#### Prompt:
Each entry must be output once more without any change.

#### Data for the task:
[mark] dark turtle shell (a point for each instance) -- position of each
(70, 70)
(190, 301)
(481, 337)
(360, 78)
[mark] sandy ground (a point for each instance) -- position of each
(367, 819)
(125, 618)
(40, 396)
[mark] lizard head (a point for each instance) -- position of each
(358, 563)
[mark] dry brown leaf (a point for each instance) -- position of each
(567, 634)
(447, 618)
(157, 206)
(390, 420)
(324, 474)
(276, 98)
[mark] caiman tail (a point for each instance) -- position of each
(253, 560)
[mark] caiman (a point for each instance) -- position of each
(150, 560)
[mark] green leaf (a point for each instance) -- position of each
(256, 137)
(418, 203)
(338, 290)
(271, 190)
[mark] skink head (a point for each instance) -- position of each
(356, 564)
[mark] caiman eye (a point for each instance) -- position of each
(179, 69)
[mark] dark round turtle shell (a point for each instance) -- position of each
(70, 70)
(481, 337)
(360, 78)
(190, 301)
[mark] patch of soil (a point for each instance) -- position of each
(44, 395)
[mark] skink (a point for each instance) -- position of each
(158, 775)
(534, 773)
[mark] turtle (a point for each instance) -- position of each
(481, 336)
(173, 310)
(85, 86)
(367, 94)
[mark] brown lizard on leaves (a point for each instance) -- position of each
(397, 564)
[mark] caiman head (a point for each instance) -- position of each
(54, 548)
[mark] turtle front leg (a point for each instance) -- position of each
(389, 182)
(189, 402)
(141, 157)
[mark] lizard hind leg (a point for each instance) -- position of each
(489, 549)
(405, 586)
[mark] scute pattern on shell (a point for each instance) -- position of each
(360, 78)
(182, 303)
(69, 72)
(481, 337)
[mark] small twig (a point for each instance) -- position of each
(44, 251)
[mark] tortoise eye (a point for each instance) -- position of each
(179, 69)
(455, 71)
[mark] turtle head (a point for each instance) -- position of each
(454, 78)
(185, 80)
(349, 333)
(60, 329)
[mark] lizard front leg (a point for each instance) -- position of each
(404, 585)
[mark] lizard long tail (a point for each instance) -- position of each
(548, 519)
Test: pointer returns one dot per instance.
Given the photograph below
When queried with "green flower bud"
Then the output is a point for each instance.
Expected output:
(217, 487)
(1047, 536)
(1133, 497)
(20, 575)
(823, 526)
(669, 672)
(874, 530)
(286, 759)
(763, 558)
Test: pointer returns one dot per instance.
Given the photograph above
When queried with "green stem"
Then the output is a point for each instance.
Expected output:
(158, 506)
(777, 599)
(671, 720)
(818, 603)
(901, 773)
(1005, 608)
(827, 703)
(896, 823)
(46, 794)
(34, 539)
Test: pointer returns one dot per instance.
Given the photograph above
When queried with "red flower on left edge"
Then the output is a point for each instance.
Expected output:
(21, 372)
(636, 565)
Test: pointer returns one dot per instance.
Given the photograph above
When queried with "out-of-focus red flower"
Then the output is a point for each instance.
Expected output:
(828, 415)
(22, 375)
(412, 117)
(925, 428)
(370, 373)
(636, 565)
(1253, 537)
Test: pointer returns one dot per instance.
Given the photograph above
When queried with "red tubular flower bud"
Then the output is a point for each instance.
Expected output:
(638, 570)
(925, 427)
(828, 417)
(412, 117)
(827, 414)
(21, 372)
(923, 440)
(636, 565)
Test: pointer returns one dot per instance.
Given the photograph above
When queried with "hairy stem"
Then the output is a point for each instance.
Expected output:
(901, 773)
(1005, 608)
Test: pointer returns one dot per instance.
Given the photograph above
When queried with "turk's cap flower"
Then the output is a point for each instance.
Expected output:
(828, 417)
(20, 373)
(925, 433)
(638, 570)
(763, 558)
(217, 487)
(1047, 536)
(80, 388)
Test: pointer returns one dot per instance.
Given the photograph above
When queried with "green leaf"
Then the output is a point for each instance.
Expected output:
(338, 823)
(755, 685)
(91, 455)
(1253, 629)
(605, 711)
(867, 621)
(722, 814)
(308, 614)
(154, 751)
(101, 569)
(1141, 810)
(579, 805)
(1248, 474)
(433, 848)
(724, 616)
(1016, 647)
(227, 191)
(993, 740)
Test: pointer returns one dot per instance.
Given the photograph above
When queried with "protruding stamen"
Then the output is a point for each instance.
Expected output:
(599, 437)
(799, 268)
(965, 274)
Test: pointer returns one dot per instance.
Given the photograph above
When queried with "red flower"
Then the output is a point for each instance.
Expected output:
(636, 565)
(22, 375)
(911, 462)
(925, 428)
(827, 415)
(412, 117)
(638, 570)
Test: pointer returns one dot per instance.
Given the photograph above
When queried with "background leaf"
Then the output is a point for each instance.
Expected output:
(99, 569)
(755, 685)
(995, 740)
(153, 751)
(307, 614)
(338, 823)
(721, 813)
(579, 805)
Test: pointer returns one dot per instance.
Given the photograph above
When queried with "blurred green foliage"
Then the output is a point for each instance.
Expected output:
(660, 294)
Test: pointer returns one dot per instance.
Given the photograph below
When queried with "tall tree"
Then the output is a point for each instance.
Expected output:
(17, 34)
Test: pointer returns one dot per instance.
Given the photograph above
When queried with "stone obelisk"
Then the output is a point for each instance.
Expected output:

#### Output of the exercise:
[mark] dark turtle shell (a point for each instance) -- position of each
(70, 70)
(190, 301)
(481, 337)
(360, 78)
[mark] sandy ground (a point for each instance) -- position of each
(367, 819)
(125, 618)
(40, 396)
[mark] lizard head (a point for each instance) -- position of each
(358, 563)
[mark] dry brown leaf (a point for each instance) -- position of each
(567, 634)
(447, 618)
(157, 206)
(390, 420)
(324, 474)
(276, 98)
[mark] caiman tail (a point for each instance) -- position of each
(253, 560)
[mark] caiman (a point for each instance) -- position of each
(150, 560)
[mark] green leaf (a point for each instance) -- position of each
(256, 137)
(418, 203)
(338, 290)
(271, 190)
[mark] skink head (a point for each instance) -- position of each
(356, 564)
[mark] caiman eye (a point for each instance) -- position of each
(179, 69)
[mark] dark round turtle shell (a point for each instance) -- position of each
(70, 70)
(481, 337)
(360, 78)
(190, 301)
[mark] patch of soil (a point for each instance) -- position of each
(44, 395)
[mark] skink (a point for each instance) -- position of each
(158, 775)
(534, 773)
[mark] turtle (a point for each instance) -- position of each
(481, 336)
(173, 310)
(85, 86)
(367, 94)
[mark] brown lizard on leaves (a point for each instance) -- position of each
(397, 564)
[mark] caiman head (a point for each instance) -- position of each
(54, 548)
[mark] turtle front leg (a point for each instance) -- position of each
(389, 182)
(189, 402)
(141, 157)
[mark] lizard hind leg (a point for each instance) -- position of each
(489, 549)
(405, 586)
[mark] scute pattern on shell (a point for each instance) -- position of each
(360, 78)
(182, 303)
(69, 72)
(481, 337)
[mark] small twig (a point for each instance) -- position of each
(44, 251)
[mark] tortoise eye (a point for each instance) -- position of each
(179, 69)
(455, 71)
[mark] turtle head (a point for each instance) -- position of each
(454, 78)
(185, 80)
(349, 333)
(60, 329)
[mark] lizard front leg (a point for each instance) -- position of each
(404, 585)
[mark] lizard long tail (a point for each instance) -- position of each
(548, 519)
Test: pointer returns one dot per instance.
Given the photograph below
When queried with "green flower bud"
Then the output is a point for each instance.
Expected output:
(217, 487)
(1047, 536)
(1133, 497)
(20, 575)
(823, 526)
(669, 672)
(874, 530)
(286, 759)
(763, 558)
Test: pointer returns one dot per instance.
Given the photograph above
When queried with "green stem"
Then the output is a point for each instance.
Expected output:
(158, 506)
(777, 599)
(671, 720)
(818, 603)
(901, 773)
(1005, 608)
(827, 703)
(896, 823)
(46, 794)
(34, 539)
Test: pointer returns one dot per instance.
Given the photograph above
When queried with "red flower on left edge"
Then the output is a point for each instance.
Expected output:
(21, 372)
(636, 565)
Test: pointer returns one dot per instance.
Given the photograph above
When queried with "out-of-focus red flower"
Then the output is a point for each instance.
Expected output:
(828, 415)
(22, 375)
(412, 117)
(925, 428)
(370, 373)
(636, 565)
(1253, 537)
Test: pointer returns one dot per instance.
Given the photograph above
When queried with "red tubular flower bud"
Then the output is a point for each instance.
Expected output:
(638, 570)
(925, 427)
(828, 417)
(412, 117)
(827, 414)
(21, 372)
(923, 440)
(636, 565)
Test: pointer returns one dot per instance.
Given the photograph above
When queried with "hairy stem"
Then the output is a point for each instance.
Expected output:
(901, 773)
(1005, 608)
Test: pointer returns one dot per instance.
Given the photograph above
When queried with "turk's cap flower"
Then the output is a point for each instance.
Expected output:
(828, 417)
(20, 373)
(925, 433)
(638, 570)
(763, 558)
(217, 487)
(1047, 536)
(80, 388)
Test: pointer returns one dot per instance.
Given the photograph above
When queried with "green leaf"
Then the output is a point for each instance.
Expected output:
(338, 823)
(755, 685)
(91, 455)
(1253, 629)
(605, 711)
(867, 621)
(722, 814)
(308, 614)
(154, 751)
(101, 569)
(1141, 810)
(579, 805)
(1248, 474)
(433, 848)
(724, 616)
(1016, 647)
(227, 191)
(993, 740)
Test: pointer returns one dot per instance.
Given the photograph above
When queried with "protruding stamen"
Then the output is a point for each instance.
Expected output:
(599, 437)
(799, 268)
(965, 274)
Test: pointer returns one dot per instance.
Given the photograph above
When queried with "red flower"
Then the output is a point for each instance.
Expected output:
(636, 565)
(22, 375)
(911, 462)
(925, 428)
(827, 415)
(412, 117)
(638, 570)
Test: pointer returns one dot per instance.
Given the photograph above
When queried with "background leaf"
Then the output is a point for each instance.
Expected output:
(99, 569)
(755, 685)
(995, 740)
(153, 751)
(307, 614)
(338, 823)
(721, 813)
(579, 805)
Test: pointer returns one dot per instance.
Given the photograph above
When queried with "blurred green foliage"
Then the output is a point for each instance.
Expected output:
(660, 294)
Test: pointer returns one dot per instance.
Given the photograph below
When queried with "tall tree"
Then the output is a point for each instance.
Expected output:
(17, 34)
Test: pointer returns one dot per instance.
Given the photograph above
When queried with "stone obelisk"
Then the output is a point for each instance.
Expected output:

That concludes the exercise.